[提示文]:
# # # # #

2012-1-02

平成24年度「日本のものづくりニッチトップ企業に関する調査」

プロジェクト

優れた中小企業(Excellent SMEs)の経営戦略と外部環境との相互作用に関する研究

プロジェクトリーダー

井上 達彦 (ファカルティフェロー)

サブリーダー

細谷 祐二 (コンサルティングフェロー)

調査の目的

ニッチトップ企業(以下「NT企業」)とは、既に提供されている同種の機能を持った製品や加工サービスとの差別化や専門化を進め、相対的に小さい独自の市場を生み出し、極めて高い競争力を背景に国内外で高い市場シェアを確保する企業である。NT企業は、日本のみならず先進国に広く存在しているが、高度なものづくり集積として世界的にも稀有な発展をした日本では、特に数が多く日本列島に広く分布している。今回は、NT企業あるいはそれを目指して活発な企業活動を行っている中堅・中小企業を全国から3,000社抽出し、体系的な調査を行うもので、我が国ではじめての試みになる。

NT企業の存在は、以前から認識されており、2006年度から4年続けて行われた中小企業庁の「元気なモノ作り中小企業300社」の選定企業の多くもこうした企業である。また、政策的にもこうした企業を全国的に増やしていくことがここ15年ほど目標とされてきた。しかし、こうした企業の実態を深く調査研究することは行われてこなかった。

# # # # #

[提供データ]:
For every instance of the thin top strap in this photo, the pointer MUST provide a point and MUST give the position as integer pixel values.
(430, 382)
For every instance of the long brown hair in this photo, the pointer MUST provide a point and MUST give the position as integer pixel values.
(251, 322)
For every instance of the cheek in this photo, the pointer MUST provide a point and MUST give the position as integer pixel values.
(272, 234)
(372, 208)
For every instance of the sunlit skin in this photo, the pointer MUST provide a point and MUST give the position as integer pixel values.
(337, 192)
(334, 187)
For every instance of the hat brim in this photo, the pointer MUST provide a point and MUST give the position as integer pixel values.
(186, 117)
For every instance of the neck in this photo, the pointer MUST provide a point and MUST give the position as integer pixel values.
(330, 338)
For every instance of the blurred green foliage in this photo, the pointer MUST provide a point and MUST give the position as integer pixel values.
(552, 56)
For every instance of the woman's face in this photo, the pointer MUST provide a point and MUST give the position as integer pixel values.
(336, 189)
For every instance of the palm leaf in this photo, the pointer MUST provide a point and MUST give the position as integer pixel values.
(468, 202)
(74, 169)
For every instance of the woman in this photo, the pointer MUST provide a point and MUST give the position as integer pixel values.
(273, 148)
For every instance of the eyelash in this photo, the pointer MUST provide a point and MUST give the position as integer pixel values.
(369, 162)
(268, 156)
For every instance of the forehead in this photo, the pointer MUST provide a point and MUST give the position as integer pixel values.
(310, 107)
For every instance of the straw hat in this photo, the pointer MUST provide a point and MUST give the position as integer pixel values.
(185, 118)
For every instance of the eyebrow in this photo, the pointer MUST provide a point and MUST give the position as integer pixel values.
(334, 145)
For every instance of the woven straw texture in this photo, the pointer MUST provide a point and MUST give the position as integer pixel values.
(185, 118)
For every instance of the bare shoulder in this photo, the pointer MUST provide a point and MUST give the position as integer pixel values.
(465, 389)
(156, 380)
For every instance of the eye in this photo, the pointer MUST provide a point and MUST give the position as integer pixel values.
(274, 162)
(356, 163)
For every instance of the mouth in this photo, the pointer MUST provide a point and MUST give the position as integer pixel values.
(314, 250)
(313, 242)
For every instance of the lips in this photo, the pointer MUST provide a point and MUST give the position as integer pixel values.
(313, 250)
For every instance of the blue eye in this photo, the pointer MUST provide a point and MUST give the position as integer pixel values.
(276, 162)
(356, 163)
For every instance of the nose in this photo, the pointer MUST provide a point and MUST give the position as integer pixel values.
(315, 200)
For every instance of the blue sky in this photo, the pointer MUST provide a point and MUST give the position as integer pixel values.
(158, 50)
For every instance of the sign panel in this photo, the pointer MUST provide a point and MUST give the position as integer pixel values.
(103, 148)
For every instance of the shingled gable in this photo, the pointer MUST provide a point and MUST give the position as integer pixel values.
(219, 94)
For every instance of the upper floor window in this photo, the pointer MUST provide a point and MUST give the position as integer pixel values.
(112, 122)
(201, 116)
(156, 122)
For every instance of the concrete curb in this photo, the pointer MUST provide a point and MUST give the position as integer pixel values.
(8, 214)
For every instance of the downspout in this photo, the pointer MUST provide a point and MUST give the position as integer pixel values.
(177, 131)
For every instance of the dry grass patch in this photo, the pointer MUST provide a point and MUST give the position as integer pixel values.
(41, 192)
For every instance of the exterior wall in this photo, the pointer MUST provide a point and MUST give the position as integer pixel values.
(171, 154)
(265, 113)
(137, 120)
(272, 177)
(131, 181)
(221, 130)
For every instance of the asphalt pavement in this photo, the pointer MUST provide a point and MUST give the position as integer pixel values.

# # # # #

[取り組む内容]:
(1) ニッチトップ企業調査の文章のうち、「ニッチトップ企業(以下「NT」で始まり「ることは行われてこなかった。」まで続く部分を、「先進国」を「欧米諸国」に改めて書き直してもらえますか。
(2) ニッチトップ企業調査の文章を、最後の文の後から書き継いでもらえますか。

[解答一覧]:
(1)
ニッチトップ企業(以下「NT企業」)とは、既に提供されている同種の機能を持った製品や加工サービスとの差別化や専門化を進め、相対的に小さい独自の市場を生み出し、極めて高い競争力を背景に国内外で高い市場シェアを確保する企業である。NT企業は、日本のみならず欧米諸国に広く存在しているが、高度なものづくり集積として世界的にも稀有な発展をした日本では、特に数が多く日本列島に広く分布している。今回は、NT企業あるいはそれを目指して活発な企業活動を行っている中堅・中小企業を全国から3,000社抽出し、体系的な調査を行うもので、我が国ではじめての試みになる。

NT企業の存在は、以前から認識されており、2006年度から4年続けて行われた中小企業庁の「元気なモノ作り中小企業300社」の選定企業の多くもこうした企業である。また、政策的にもこうした企業を全国的に増やしていくことがここ15年ほど目標とされてきた。しかし、こうした企業の実態を深く調査研究することは行われてこなかった。

(2)
今回、当研究所の研究プロジェクトとして改めて体系的調査を行う背景は次のとおりである。すなわち、円高の進展、新興市場の拡大等を受けて国内の産業空洞化が懸念される中、多くのNT企業は高い競争力を背景に日本に主要な拠点を残しつつ、輸出等の活発な活動を通じ、地域経済ひいては日本経済の活性化に貢献している。また、次々と競争力のある製品や加工サービスを生み出すイノベーター企業として、日本の将来に不可欠な貴重な存在となっている。したがって、既に活躍しているNT企業を一層発展させ、同種の企業を国内に増やしていくことが重要な政策課題となってきている。そのためには、NT企業に共通する優れた経営戦略上の特徴を抽出し、こうした企業を目指す他の中小企業にそのノウハウ等を移転することが必要と考えられる。経済産業省では、昨年、特に優れたNT企業30社強を対象に詳しいヒアリング調査を実施した。今回の当研究所のアンケート調査は、より広い範囲の中堅・中小企業を対象にヒアリング調査で得られた知見を実証するとともに、対象企業の政策ニーズを把握し、国の政策に反映することを目指すものである。

調査概要

     
調査対象

NT企業と想定される中小・中堅企業の製造事業者 約3,000社

調査手法

郵送調査

実施時期

平成24年(2012年) 7月~8月

回答数(回答率)

844社(28.1%)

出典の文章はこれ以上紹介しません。